# Page excerpt
Opinion
CIVIL ACTION NO. 02-4388.
July 8, 2003
MEMORANDUM AND ORDER
Discovery dispute. Plaintiff seeks to compel production of documents which the defendant asserts are subject to work-product and attorney-client privileges. I conclude that these privilege objections were asserted in a timely fashion (since the time for response to plaintiff's discovery requests had been extended until March 17, 2003, the date on which the objections were filed), and that nothing in defendant's pleadings gives rise to a waiver of the attorney-client privilege. It is therefore appropriate to address the merits of defendant's objections.
The defendant refused to defend or indemnify its insured, the plaintiff, in a state-court lawsuit brought by a young man who was injured while performing carpentry work at the behest of plaintiff, who is himself a building contractor. The insurance policy issued by the defendant was a general liability policy, and specifically excluded coverage for injuries to employees or worker's compensation claims. The defendant has taken, and maintained, the position that the injured party was an employee of the plaintiff at the time of the accident. The state-court complaint charges plaintiff with having been negligent for having violated "federal, state and local laws, rules and regulations governing the employment of minors . . . and/or employment of minors when utilizing dangerous power tools and machinery." Plaintiff contends that the injured party was not an employee, but an independent contractor. (It is apparently undisputed that the injured person was a teen-aged, high school student, paid at an hourly rate on a weekly basis).

# The problem
Write out the passage of the court memorandum starting with "July 8, 2003" and going on through "of defendant's objections.". Rely only on the court memorandum for everything here.

[Data records]
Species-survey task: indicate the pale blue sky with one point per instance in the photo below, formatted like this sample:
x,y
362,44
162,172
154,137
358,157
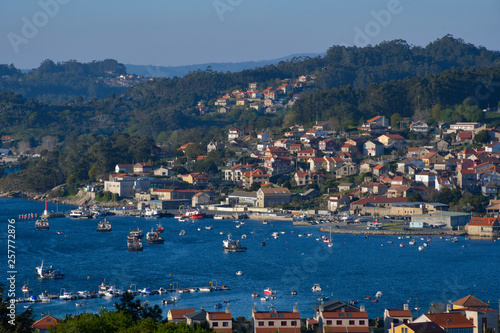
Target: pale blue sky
x,y
182,32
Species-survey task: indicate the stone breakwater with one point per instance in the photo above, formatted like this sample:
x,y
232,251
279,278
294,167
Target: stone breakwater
x,y
394,232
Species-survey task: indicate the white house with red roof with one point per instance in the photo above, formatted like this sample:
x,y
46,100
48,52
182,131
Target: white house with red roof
x,y
276,321
395,317
478,312
220,321
234,133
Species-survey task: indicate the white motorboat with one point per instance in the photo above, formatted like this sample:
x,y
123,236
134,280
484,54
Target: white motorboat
x,y
66,295
48,273
149,212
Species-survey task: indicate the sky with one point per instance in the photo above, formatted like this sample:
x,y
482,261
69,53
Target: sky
x,y
185,32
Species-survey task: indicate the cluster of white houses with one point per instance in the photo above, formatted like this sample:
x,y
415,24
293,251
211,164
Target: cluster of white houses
x,y
466,315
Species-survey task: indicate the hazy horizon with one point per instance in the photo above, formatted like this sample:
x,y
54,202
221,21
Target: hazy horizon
x,y
180,33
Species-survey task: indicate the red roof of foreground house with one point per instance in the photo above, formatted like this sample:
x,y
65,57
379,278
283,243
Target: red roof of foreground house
x,y
399,313
450,320
470,302
45,323
484,221
179,313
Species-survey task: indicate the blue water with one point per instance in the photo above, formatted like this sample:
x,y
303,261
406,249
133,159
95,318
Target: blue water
x,y
352,268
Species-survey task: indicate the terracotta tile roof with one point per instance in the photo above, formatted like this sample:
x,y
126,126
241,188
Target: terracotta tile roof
x,y
345,315
399,313
345,329
277,315
219,316
450,320
484,221
275,329
471,301
45,323
179,313
427,327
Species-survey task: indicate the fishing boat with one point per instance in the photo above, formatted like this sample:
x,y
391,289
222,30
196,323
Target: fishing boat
x,y
230,245
42,224
104,225
135,234
26,289
48,273
268,291
153,238
134,244
149,212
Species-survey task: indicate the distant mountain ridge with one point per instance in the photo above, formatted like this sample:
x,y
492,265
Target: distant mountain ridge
x,y
180,71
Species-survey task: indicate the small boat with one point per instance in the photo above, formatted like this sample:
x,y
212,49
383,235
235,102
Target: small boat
x,y
104,225
134,244
136,233
66,295
154,238
48,273
42,224
149,212
230,245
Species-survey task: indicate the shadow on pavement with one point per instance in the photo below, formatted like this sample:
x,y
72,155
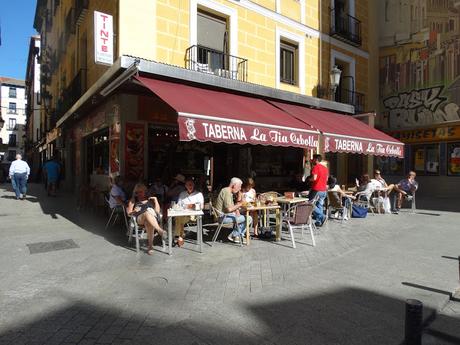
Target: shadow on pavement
x,y
64,205
346,316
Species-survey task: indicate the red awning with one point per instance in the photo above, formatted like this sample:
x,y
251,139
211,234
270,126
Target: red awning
x,y
217,116
344,133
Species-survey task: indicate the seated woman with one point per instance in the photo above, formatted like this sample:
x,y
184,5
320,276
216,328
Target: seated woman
x,y
186,199
147,213
334,187
249,196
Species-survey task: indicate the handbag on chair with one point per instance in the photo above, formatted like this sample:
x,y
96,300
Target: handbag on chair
x,y
358,211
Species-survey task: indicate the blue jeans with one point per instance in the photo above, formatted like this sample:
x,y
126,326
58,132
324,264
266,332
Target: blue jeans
x,y
318,214
240,220
19,183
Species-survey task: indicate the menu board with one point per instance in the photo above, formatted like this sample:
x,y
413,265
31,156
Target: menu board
x,y
453,159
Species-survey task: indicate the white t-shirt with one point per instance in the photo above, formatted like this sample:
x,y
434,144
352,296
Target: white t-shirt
x,y
250,195
114,192
336,188
186,199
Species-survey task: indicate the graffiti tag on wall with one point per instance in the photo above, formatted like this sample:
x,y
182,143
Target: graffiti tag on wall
x,y
420,107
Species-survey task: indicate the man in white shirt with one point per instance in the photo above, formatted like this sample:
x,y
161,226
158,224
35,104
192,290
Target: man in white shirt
x,y
19,174
187,199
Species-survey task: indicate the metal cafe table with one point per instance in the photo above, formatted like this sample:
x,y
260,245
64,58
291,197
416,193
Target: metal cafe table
x,y
265,209
288,203
185,213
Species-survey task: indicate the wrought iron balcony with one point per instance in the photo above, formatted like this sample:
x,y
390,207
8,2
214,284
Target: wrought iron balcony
x,y
345,27
342,95
210,61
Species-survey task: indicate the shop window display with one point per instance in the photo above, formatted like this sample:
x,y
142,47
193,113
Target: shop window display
x,y
453,159
389,165
426,159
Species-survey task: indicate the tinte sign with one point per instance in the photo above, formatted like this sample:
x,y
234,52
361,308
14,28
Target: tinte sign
x,y
103,38
333,144
242,133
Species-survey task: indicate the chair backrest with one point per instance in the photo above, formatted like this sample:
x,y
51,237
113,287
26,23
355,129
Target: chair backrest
x,y
216,213
334,199
303,212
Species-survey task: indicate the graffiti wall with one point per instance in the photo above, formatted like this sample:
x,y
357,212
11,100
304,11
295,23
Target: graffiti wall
x,y
420,73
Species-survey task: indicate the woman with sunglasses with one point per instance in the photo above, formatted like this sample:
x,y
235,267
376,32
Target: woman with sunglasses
x,y
147,213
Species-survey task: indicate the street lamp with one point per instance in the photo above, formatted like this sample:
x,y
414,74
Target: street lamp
x,y
335,79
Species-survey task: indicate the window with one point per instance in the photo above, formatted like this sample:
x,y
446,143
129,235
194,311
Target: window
x,y
212,40
12,93
288,62
12,108
11,124
453,159
12,140
426,159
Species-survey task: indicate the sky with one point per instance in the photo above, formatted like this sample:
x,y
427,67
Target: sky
x,y
16,21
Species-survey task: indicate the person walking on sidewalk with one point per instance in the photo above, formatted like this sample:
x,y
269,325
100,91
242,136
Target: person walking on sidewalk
x,y
52,170
320,175
19,173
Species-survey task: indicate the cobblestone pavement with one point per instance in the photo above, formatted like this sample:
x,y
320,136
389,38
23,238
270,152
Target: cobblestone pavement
x,y
349,289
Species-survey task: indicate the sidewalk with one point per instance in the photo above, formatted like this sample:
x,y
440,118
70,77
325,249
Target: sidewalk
x,y
349,289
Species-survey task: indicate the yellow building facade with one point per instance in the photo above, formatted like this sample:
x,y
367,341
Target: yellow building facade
x,y
282,46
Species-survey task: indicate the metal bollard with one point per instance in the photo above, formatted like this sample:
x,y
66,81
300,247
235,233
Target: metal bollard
x,y
413,327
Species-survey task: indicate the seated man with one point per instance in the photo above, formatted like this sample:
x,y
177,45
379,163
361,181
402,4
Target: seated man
x,y
405,188
226,205
187,199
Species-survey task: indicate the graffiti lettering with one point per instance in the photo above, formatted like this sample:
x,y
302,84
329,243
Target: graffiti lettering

# Task answer
July 8, 2003
MEMORANDUM AND ORDER
Discovery dispute. Plaintiff seeks to compel production of documents which the defendant asserts are subject to work-product and attorney-client privileges. I conclude that these privilege objections were asserted in a timely fashion (since the time for response to plaintiff's discovery requests had been extended until March 17, 2003, the date on which the objections were filed), and that nothing in defendant's pleadings gives rise to a waiver of the attorney-client privilege. It is therefore appropriate to address the merits of defendant's objections.